------ Provided information ------

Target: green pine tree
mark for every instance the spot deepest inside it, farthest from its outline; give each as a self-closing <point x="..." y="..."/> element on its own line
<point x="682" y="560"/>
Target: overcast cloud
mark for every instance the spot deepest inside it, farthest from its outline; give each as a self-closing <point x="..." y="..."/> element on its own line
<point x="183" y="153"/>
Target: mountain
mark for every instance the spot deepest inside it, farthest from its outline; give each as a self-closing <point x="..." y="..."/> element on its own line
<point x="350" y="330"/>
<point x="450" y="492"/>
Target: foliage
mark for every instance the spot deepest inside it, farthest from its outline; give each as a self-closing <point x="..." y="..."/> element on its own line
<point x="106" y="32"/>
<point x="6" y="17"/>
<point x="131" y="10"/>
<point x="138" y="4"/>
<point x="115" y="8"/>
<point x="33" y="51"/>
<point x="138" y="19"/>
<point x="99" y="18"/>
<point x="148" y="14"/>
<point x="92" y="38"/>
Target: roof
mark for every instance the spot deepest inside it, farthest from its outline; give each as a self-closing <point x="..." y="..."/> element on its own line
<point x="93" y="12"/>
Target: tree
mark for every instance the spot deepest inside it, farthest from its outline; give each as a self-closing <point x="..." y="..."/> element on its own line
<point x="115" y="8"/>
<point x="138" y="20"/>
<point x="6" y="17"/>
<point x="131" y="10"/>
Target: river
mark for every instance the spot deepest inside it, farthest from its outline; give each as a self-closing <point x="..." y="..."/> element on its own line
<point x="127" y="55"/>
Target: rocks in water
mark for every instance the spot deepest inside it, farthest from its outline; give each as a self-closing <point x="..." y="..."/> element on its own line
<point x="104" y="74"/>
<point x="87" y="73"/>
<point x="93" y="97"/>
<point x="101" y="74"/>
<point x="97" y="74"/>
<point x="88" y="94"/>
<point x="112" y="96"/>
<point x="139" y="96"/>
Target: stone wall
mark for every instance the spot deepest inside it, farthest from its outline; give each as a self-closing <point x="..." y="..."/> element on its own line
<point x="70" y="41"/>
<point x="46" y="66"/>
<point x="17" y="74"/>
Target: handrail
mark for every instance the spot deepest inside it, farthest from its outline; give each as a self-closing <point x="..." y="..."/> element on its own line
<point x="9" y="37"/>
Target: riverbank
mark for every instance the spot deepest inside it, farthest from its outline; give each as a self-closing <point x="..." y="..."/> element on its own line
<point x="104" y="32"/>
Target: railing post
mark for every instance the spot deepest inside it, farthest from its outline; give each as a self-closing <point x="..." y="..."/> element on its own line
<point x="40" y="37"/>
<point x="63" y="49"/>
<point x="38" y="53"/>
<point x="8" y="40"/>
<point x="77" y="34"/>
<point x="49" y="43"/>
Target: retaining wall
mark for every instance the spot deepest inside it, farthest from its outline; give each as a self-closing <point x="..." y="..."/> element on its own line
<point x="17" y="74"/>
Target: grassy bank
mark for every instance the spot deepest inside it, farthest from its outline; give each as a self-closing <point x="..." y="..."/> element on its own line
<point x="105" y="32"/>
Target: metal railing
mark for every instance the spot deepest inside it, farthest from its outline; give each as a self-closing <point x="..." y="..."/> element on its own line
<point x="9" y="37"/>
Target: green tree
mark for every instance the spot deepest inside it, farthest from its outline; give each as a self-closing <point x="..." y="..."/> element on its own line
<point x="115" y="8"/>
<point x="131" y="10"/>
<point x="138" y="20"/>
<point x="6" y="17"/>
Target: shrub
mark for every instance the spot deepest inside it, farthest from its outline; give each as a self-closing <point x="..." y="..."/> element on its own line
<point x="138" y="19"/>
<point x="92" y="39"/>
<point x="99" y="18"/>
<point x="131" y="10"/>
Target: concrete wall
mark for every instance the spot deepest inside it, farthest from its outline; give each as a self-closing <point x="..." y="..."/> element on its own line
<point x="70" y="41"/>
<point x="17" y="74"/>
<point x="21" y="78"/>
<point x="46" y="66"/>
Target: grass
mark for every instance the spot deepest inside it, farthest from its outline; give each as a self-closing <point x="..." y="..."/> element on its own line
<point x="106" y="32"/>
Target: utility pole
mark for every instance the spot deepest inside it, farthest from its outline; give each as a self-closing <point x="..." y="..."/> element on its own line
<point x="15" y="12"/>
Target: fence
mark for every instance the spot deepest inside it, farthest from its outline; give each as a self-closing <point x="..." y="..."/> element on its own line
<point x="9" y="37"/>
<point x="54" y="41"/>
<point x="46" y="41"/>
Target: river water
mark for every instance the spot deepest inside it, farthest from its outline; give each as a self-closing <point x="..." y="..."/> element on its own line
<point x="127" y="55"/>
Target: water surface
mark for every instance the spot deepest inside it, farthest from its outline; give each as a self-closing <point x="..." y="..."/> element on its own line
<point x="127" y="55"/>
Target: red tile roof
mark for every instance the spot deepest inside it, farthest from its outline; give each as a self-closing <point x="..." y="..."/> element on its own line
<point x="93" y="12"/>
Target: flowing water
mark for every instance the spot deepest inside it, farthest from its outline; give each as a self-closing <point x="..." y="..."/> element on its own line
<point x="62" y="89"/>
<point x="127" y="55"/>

------

__What you need to do__: In the reply, include exactly the lines from the beginning of the entries above through the line holding "Target: mountain", and nothing besides.

__Completed exercise__:
Target: green pine tree
mark for every instance the spot deepest inside it, farthest from its outline; give each as a self-closing <point x="..." y="..."/> element on its own line
<point x="682" y="560"/>
Target: overcast cloud
mark for every instance the spot deepest inside it, farthest from its outline; give each as a self-closing <point x="..." y="..."/> element on its own line
<point x="183" y="153"/>
Target: mountain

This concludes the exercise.